### Actions to take
[1] Answer these from the role models article:
(a) What does it call our contemporary age?
(b) Along with men and women, who does it say the role models include?
(c) What two reasons does it give for the list?
[2] Please copy the part of the role models article that opens with the words containing "Looking for some" and closes with "look for them.", swapping "admired" for "respected".

### Article

━━━━━━━━

Looking for some commendable movie role models? Films with strong and faithful characters of outstanding moral fiber, individuals that can be admired and emulated… this type of role model is rare in our contemporary age of the ‘flawed antihero.’ But not to worry. There are some wonderful role model movie characters out there, you just need to look for them.
So I did. I searched high and low to find the most commendable movie role models. The films listed below are solid, classic, and entertaining movies with genuinely heroic movie role models from whom both children and adults can learn. These are men and women (and hobbits) who show integrity, love, kindness, grace, a strong sense of justice, and the desire to overcome obstacles and do what is right.
I came up with this list of commendable movie role models because, 1) these are good things to know when choosing your own family’s entertainment, and 2) any of these films make great gift ideas for movie buffs.

━━━━━━━━

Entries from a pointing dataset
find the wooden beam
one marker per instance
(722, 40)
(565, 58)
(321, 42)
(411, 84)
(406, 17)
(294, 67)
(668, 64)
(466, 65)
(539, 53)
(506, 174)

━━━━━━━━

### Task-by-task results
[1]
(a) The age of the "flawed antihero."
(b) Hobbits.
(c) These are good things to know when choosing your own family's entertainment, and any of these films make great gift ideas for movie buffs.

[2]
Looking for some commendable movie role models? Films with strong and faithful characters of outstanding moral fiber, individuals that can be respected and emulated… this type of role model is rare in our contemporary age of the ‘flawed antihero.’ But not to worry. There are some wonderful role model movie characters out there, you just need to look for them.